[Data extracted from a collection]
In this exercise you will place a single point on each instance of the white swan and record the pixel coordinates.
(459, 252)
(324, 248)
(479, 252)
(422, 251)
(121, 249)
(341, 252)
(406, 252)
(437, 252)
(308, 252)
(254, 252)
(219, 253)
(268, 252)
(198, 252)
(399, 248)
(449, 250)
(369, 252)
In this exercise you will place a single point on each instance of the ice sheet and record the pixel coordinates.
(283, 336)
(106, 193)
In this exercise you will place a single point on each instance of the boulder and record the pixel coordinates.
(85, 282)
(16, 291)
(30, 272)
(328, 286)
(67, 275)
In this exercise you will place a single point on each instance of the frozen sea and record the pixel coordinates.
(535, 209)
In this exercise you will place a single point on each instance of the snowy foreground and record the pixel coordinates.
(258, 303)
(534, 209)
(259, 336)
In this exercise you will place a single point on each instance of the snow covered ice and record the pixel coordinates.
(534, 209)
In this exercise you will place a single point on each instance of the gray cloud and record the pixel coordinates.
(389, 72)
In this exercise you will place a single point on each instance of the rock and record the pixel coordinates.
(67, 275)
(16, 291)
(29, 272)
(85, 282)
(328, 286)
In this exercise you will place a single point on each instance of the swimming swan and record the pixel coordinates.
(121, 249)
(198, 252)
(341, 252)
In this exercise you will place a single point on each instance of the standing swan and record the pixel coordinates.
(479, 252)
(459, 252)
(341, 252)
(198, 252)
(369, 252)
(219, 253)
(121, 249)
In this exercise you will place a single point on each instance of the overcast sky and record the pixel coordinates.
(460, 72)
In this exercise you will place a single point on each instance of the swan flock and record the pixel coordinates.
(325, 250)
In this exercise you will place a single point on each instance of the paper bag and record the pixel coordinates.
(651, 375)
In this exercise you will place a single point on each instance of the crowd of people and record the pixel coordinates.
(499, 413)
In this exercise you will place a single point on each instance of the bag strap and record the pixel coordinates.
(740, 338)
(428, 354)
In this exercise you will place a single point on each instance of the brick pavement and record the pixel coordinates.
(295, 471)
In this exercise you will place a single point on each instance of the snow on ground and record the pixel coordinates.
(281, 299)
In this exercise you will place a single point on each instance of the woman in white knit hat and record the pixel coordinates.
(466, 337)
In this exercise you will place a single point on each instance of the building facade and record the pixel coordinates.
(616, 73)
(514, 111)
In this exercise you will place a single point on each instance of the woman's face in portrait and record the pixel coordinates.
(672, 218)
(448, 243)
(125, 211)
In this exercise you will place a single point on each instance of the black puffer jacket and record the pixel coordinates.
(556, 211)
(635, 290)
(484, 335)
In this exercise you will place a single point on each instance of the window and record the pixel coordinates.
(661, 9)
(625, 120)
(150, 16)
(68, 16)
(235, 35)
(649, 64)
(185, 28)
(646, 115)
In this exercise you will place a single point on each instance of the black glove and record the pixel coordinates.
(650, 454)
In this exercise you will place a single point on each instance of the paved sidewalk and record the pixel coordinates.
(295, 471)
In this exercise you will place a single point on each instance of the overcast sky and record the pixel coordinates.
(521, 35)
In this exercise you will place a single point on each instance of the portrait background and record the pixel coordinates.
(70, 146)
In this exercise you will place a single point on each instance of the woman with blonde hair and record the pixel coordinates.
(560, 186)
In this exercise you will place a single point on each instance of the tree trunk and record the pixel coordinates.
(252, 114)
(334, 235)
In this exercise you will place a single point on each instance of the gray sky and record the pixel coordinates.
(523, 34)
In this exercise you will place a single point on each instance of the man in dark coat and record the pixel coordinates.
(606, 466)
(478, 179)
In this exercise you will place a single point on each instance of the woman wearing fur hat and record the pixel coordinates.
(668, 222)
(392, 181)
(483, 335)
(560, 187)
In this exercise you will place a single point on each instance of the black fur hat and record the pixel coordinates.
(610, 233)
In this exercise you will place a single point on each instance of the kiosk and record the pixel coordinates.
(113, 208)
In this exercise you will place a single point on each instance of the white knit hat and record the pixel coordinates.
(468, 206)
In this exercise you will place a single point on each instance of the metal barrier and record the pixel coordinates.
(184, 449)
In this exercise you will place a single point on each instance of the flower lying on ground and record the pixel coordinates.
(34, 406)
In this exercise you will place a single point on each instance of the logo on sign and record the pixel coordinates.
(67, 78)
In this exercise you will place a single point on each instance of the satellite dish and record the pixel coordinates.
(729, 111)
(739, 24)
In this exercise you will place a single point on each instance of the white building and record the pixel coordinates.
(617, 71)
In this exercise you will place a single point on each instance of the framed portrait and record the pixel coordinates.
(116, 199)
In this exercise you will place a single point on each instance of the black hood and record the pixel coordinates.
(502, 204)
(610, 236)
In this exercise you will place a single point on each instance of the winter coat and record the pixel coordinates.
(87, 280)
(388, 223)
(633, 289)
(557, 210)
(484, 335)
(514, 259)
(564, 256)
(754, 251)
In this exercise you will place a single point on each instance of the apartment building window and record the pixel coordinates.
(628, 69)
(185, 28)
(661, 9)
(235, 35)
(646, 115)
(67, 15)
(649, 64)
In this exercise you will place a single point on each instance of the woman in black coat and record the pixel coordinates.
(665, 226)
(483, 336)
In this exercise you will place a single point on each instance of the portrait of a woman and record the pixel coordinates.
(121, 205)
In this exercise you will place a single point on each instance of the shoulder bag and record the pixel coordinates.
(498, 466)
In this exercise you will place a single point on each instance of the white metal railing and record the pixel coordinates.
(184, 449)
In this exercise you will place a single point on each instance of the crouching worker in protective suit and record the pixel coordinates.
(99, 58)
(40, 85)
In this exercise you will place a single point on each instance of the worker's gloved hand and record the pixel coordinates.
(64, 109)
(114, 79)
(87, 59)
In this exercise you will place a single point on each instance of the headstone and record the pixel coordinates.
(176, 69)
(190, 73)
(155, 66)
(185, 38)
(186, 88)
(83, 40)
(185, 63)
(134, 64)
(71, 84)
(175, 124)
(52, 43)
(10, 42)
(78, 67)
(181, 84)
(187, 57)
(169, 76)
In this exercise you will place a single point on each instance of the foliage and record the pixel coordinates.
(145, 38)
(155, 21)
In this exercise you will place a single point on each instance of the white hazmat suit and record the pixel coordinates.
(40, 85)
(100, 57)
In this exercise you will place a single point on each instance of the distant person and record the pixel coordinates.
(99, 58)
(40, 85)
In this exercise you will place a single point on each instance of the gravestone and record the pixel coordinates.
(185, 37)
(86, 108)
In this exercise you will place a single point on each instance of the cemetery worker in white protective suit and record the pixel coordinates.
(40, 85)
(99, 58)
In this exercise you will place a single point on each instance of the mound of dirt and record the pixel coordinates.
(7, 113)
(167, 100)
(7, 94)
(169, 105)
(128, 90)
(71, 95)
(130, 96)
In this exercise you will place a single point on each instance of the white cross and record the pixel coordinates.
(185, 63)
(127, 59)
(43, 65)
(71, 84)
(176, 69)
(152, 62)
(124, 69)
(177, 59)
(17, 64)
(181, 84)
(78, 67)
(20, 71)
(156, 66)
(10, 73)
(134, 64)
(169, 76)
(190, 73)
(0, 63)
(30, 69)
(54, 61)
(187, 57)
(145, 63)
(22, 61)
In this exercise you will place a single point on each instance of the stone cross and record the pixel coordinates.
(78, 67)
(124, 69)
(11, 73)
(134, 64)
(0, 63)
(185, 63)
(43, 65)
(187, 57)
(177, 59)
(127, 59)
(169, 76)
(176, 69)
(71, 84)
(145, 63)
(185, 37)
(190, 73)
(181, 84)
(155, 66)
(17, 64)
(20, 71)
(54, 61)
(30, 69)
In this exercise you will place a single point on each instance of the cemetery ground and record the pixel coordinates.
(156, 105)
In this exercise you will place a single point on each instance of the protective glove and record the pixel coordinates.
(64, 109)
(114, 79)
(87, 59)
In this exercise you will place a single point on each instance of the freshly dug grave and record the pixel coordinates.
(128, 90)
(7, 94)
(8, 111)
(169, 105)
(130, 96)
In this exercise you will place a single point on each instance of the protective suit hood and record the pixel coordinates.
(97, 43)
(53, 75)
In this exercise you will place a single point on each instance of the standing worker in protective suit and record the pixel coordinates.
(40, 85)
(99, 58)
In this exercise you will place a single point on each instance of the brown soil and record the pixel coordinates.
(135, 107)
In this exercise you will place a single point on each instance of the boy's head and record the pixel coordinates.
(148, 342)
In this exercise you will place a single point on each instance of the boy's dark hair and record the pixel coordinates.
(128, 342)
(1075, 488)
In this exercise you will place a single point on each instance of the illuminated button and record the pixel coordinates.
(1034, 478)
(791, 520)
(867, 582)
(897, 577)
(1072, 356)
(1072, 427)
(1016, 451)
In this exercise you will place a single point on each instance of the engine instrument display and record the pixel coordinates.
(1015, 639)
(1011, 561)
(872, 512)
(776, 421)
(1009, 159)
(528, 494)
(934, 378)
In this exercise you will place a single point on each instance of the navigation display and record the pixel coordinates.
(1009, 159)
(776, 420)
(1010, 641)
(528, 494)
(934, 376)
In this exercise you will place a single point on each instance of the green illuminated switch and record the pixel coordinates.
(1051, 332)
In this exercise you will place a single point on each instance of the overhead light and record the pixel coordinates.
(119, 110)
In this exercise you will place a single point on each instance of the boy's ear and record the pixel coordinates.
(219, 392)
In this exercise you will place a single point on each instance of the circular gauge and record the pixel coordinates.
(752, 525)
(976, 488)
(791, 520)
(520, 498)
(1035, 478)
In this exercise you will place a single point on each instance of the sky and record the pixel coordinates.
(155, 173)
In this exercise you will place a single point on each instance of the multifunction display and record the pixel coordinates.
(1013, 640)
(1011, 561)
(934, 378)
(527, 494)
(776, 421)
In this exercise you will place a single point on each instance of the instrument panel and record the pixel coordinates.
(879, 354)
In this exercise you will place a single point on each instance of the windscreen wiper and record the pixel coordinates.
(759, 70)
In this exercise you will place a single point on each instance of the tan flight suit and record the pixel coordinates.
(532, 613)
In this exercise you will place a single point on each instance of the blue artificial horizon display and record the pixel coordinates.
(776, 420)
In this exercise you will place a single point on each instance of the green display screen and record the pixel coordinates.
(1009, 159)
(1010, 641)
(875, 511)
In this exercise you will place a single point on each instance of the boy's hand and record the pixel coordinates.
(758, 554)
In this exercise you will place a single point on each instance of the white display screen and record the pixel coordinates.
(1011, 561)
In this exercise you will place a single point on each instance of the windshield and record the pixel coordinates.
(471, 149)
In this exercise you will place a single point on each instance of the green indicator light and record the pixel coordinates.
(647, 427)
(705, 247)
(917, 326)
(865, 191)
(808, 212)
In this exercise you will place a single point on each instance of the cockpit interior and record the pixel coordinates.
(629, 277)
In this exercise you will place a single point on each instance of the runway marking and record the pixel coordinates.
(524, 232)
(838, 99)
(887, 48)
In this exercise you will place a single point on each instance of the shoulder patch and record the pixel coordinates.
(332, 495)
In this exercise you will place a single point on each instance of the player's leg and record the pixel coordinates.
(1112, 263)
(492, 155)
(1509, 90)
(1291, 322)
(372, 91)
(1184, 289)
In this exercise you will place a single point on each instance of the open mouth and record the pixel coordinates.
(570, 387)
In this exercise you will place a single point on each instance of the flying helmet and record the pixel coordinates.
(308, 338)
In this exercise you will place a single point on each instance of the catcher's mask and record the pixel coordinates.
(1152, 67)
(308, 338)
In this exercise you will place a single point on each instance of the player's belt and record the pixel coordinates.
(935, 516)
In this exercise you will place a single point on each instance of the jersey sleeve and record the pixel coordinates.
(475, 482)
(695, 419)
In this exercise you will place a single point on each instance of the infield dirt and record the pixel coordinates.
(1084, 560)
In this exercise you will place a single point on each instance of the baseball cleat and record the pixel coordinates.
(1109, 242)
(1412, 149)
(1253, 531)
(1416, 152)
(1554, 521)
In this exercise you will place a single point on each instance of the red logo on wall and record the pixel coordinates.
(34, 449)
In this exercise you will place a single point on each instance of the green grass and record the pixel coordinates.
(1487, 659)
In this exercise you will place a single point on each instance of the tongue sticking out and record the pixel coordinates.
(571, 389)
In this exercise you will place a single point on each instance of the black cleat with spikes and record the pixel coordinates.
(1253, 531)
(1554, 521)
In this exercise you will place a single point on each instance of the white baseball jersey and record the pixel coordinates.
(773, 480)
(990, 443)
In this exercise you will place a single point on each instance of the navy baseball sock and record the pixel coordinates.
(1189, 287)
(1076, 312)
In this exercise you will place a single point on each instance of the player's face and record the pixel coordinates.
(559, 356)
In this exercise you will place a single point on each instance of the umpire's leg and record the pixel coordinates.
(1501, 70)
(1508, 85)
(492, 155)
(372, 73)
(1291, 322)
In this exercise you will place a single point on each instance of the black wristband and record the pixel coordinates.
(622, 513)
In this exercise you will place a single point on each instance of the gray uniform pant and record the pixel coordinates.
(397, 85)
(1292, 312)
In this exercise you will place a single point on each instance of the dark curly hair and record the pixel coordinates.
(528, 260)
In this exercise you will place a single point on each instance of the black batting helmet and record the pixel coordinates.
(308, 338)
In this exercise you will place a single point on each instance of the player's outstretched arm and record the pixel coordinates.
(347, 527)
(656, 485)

- [Exercise prompt] Locate "pant and record the pixel coordinates." in the material, then quote the line that contains it and all lines after it through the final one.

- [Solution to this exercise]
In this exercise you will place a single point on each instance of the gray uniform pant and record the pixel coordinates.
(397, 85)
(1292, 312)
In this exercise you will place a single point on each instance of the dark curly hair and record the pixel coordinates.
(528, 260)
In this exercise you will place a single point on each instance of the black batting helmet and record the pixel coordinates.
(308, 338)
In this exercise you will place a single point on each instance of the player's outstretched arm and record the pixel coordinates.
(347, 527)
(656, 485)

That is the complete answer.